Detection examples
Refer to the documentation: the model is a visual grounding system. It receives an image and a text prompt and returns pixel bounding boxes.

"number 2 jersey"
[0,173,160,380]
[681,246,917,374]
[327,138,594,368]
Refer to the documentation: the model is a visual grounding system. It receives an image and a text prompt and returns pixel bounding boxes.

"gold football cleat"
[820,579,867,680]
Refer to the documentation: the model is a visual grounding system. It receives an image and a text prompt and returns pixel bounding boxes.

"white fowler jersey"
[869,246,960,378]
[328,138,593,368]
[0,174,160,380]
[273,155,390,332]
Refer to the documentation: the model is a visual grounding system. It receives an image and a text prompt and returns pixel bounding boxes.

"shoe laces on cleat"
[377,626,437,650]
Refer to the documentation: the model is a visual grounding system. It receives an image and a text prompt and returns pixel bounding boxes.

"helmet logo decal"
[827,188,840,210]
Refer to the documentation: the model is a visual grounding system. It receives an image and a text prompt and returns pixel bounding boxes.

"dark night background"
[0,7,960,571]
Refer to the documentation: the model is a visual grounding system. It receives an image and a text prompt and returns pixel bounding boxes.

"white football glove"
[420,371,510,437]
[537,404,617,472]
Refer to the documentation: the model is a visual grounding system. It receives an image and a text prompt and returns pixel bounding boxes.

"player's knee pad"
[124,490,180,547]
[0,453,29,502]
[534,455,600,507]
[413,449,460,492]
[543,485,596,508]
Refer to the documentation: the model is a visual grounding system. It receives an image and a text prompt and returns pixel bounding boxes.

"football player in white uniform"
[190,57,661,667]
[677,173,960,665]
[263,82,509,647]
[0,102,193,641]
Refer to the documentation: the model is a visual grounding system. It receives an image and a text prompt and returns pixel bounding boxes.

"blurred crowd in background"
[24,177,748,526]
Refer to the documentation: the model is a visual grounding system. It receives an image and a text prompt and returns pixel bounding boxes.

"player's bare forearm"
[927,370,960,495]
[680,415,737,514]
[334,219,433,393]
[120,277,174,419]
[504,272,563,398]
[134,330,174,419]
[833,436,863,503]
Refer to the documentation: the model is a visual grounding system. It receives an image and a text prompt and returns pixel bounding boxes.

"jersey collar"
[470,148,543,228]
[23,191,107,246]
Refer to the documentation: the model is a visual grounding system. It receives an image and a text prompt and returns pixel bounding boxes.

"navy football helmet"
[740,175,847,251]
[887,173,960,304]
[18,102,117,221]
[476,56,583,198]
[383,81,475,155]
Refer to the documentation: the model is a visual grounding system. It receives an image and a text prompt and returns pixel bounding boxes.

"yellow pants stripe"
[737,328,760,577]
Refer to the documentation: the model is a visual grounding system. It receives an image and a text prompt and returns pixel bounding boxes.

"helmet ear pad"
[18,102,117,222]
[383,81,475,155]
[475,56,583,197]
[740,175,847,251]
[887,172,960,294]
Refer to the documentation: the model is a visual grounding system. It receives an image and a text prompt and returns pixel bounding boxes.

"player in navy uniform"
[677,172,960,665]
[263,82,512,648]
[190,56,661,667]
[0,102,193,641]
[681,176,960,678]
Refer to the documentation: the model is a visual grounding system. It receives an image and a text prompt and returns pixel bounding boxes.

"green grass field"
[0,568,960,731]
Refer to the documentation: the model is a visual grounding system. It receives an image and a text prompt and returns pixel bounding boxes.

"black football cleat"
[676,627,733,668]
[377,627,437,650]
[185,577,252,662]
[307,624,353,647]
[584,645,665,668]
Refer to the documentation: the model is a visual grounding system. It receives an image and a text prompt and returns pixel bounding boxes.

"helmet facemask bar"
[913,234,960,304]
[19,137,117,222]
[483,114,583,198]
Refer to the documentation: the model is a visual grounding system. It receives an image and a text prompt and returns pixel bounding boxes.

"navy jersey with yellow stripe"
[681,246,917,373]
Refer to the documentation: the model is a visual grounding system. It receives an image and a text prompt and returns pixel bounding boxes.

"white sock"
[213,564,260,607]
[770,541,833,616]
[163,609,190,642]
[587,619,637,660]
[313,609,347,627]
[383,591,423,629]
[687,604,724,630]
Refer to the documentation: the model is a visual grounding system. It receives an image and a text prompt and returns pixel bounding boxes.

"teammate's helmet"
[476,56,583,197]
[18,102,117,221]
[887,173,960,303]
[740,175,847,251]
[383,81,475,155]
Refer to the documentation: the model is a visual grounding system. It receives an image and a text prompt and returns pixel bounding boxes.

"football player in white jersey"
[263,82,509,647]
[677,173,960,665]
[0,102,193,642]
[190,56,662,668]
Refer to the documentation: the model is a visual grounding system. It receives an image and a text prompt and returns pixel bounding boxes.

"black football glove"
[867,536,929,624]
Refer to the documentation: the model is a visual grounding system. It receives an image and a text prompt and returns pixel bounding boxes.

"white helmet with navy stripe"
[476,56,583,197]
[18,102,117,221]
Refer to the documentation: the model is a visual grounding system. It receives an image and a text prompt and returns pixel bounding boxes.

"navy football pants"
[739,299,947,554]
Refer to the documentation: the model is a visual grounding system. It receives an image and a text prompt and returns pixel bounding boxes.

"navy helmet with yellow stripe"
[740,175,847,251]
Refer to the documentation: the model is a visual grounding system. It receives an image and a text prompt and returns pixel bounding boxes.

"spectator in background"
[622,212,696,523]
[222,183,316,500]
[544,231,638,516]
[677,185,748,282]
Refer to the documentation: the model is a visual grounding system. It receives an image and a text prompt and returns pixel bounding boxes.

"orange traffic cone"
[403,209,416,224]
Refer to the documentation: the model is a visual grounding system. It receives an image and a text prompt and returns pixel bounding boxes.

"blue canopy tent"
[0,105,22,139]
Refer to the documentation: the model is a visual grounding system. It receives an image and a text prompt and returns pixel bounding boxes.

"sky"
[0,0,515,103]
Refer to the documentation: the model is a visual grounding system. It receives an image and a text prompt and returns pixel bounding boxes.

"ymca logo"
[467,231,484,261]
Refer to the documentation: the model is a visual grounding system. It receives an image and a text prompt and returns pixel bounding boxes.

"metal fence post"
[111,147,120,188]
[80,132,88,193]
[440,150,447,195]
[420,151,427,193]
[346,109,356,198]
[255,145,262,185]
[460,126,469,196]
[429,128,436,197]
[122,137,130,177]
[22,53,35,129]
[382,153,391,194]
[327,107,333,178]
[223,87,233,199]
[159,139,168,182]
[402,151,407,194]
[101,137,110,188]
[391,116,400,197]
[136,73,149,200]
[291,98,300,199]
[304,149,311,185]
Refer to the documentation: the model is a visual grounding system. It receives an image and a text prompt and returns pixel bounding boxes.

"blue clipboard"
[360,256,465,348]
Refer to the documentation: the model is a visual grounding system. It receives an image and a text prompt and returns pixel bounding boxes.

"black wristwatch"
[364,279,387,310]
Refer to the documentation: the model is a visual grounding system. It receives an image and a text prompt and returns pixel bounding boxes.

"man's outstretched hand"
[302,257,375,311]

▶ _EXERCISE TASK_
Arrange every line of the listing above as a numbered list, leaving out the blank lines.

▶ _EXERCISE OUTPUT_
1. Refer to the documentation: the model is a visual grounding system. It receives an image and a text prompt and returns pixel bounding boxes.
2. "number 2 jersey"
3. [0,173,160,380]
4. [681,246,917,374]
5. [327,138,594,368]
6. Refer to the documentation: the model is a visual grounding system. It receives an image and a text prompt and returns pixel bounding boxes.
7. "gold football cleat"
8. [820,579,867,680]
9. Refer to the documentation: the model is a visual grounding system. It receives an image and a text prompt and returns pixel bounding boxes.
10. "white fowler jersey"
11. [869,246,960,378]
12. [328,138,593,368]
13. [0,174,160,380]
14. [273,155,390,332]
15. Refer to the documentation: the model is a visual grounding system. It receives an image and a text prompt and returns pixel bounding boxes.
16. "shoe laces on cleat"
17. [377,626,437,650]
18. Refer to the documentation: the model is a visual grounding system. It receives an image and a text prompt and returns pixel bounding boxes.
19. "helmet logo decal"
20. [827,188,840,210]
21. Refer to the documentation: the model is a visual grounding system. It receives an image and a text prompt and returns pixel bounding boxes.
22. "dark night background"
23. [0,7,960,571]
24. Refer to the documentation: the model is a visual grounding system. It receives an image and a text prompt and returns pixel bounding boxes.
25. "white football glove"
26. [420,371,510,437]
27. [537,404,617,472]
28. Refer to the documentation: the model is a visual grounding system. It receives an image and a text prompt and returns pixel bounding boxes.
29. "player's knee pad"
30. [124,490,180,547]
31. [0,453,29,502]
32. [534,455,600,507]
33. [413,449,460,492]
34. [543,485,596,508]
35. Refer to the documentation: the model is a visual grounding system. It receives an image and a text prompt and returns pixel bounding boxes.
36. "football player in white uniform"
37. [190,57,661,667]
38. [677,173,960,665]
39. [263,82,509,647]
40. [0,102,193,641]
41. Refer to the documentation: the model is a visual grounding system. It receives an image and a text prompt and returns pixel bounding boxes.
42. "blurred crowd in background"
43. [24,177,748,526]
44. Refer to the documentation: the model is a visual grounding system. It receives an image and a text prompt and returns pixel bounding boxes.
45. "player's bare forearm"
46. [927,370,960,495]
47. [680,415,737,514]
48. [334,219,433,393]
49. [120,277,174,419]
50. [504,272,563,398]
51. [134,330,174,419]
52. [833,436,863,503]
53. Refer to the documentation: the model is a visual grounding system. It receives an image and a text prompt and returns pixel bounding boxes.
54. "jersey collar"
55. [470,148,543,228]
56. [23,191,107,246]
57. Refer to the documentation: the model is a visual grounding system. It receives an image and a text prompt and returns pixel bounding boxes.
58. "navy football helmet"
59. [740,175,847,251]
60. [887,173,960,304]
61. [18,102,117,221]
62. [476,56,583,198]
63. [383,81,475,155]
64. Refer to the documentation: the model is a visual grounding system. It receives an image and a text prompt and returns pixel bounding boxes.
65. "yellow pants stripe"
66. [737,328,760,577]
67. Refer to the documentation: the model is a visual grounding system. It receives an image and a text prompt and returns pixel bounding boxes.
68. "helmet ear pad"
69. [18,102,117,222]
70. [383,81,475,155]
71. [475,56,583,197]
72. [740,175,847,251]
73. [887,172,960,294]
74. Refer to the documentation: the model is a visual grounding system. It receives an image and a text prompt and returns pixel bounding boxes.
75. "player in navy uniform"
76. [677,172,960,665]
77. [263,82,512,648]
78. [190,56,661,667]
79. [0,102,193,641]
80. [681,176,960,678]
81. Refer to the documentation: the model is a visual grounding system. It receives an image and a text prompt and returns pixel bounding boxes.
82. "green grass field"
83. [0,568,960,731]
84. Refer to the documentation: the model is a visual grounding system. It receives an image and a text prompt and returns pixel bounding boxes.
85. "black football cleat"
86. [676,627,733,668]
87. [377,627,437,650]
88. [185,577,252,662]
89. [307,624,353,647]
90. [584,645,665,668]
91. Refer to the documentation: the model is a visual grounding system. It receives an image and a text prompt and returns pixel bounding boxes.
92. "helmet facemask bar"
93. [913,234,960,304]
94. [19,137,117,222]
95. [483,114,583,198]
96. Refer to the documentation: the model is a visual grounding system. It receives an image and a text prompt and returns pixel bounding boxes.
97. "navy jersey with yellow stripe"
98. [681,246,917,373]
99. Refer to the documentation: the model is a visual grounding system. It receives an image and a text prompt and returns pixel bounding boxes.
100. "white sock"
101. [213,564,260,607]
102. [770,541,833,616]
103. [163,609,190,642]
104. [587,619,637,660]
105. [313,609,347,627]
106. [383,591,423,629]
107. [687,604,724,630]
108. Refer to the documentation: the model is a visual grounding system. It receives an image and a text prompt and returns pixel bounding boxes.
109. "teammate's helmet"
110. [476,56,583,197]
111. [18,102,117,221]
112. [887,173,960,303]
113. [740,175,847,251]
114. [383,81,475,155]
115. Refer to the documentation: the model is a visual grounding system. It receives an image and a text prompt and returns pixel bounding boxes.
116. "football player in white jersey"
117. [263,82,509,647]
118. [677,173,960,665]
119. [0,102,193,642]
120. [190,56,662,668]
121. Refer to the documentation: the model is a visual grounding system. It receives an image and a text prompt and returns pixel bounding boxes.
122. "black football glove"
123. [867,536,929,624]
124. Refer to the documentation: the model is a visual grounding system. It receives an image and a text prompt and returns pixel bounding boxes.
125. "white helmet with navy stripe"
126. [476,56,583,197]
127. [18,102,117,221]
128. Refer to the documentation: the model is a visual grounding system. It receives an image and a text prompt and returns pixel bounding boxes.
129. "navy football pants"
130. [739,299,947,554]
131. Refer to the documentation: the model is a visual grounding system. It receives an image and a text prompt and returns pixel bounding boxes.
132. "navy helmet with yellow stripe"
133. [740,175,847,251]
134. Refer to the documentation: the model is a visual grounding system. It receives an image and a text prompt and returns pixel bounding boxes.
135. "spectator in background"
136. [622,212,696,523]
137. [222,183,316,500]
138. [544,231,638,516]
139. [677,185,748,282]
140. Refer to the documentation: the model is a visual grounding system. It receives an image and a text prompt and returns pixel bounding boxes.
141. "orange traffic cone"
142. [403,209,416,224]
143. Refer to the documentation: the model is a visual grounding system. It receives an image and a text prompt and returns pixel bounding boxes.
144. "blue canopy tent"
145. [0,105,22,139]
146. Refer to the documentation: the model is a visual grounding system. It receives an image and a text prompt and returns pixel bounding boxes.
147. "sky"
148. [0,0,515,103]
149. Refer to the documentation: the model is a visual grounding system. It receives an image and a text prompt and returns pixel bounding boxes.
150. "ymca logo"
151. [467,231,484,261]
152. Refer to the documentation: the model is a visual grounding system. It receives an image and a text prompt and returns pixel bounding boxes.
153. "metal fence post"
154. [111,147,120,188]
155. [80,132,88,193]
156. [440,150,447,195]
157. [420,151,427,193]
158. [346,109,356,198]
159. [255,145,262,185]
160. [460,126,469,196]
161. [429,128,436,197]
162. [122,137,130,177]
163. [22,53,35,129]
164. [382,153,391,194]
165. [327,107,333,178]
166. [223,87,233,199]
167. [159,139,168,182]
168. [402,151,407,194]
169. [101,137,110,188]
170. [391,116,400,197]
171. [136,73,149,200]
172. [291,98,300,199]
173. [304,149,311,185]
174. Refer to the documentation: the model is a visual grounding system. It receives an image and a text prompt and returns pixel bounding boxes.
175. "blue clipboard"
176. [360,256,465,348]
177. Refer to the documentation: the model is a visual grounding system. It receives an image and a text prompt and returns pixel bounding boxes.
178. "black wristwatch"
179. [364,279,387,310]
180. Refer to the documentation: the model is a visual grounding system. It receives an image and a text prompt and returns pixel bounding boxes.
181. "man's outstretched hand"
182. [302,257,375,311]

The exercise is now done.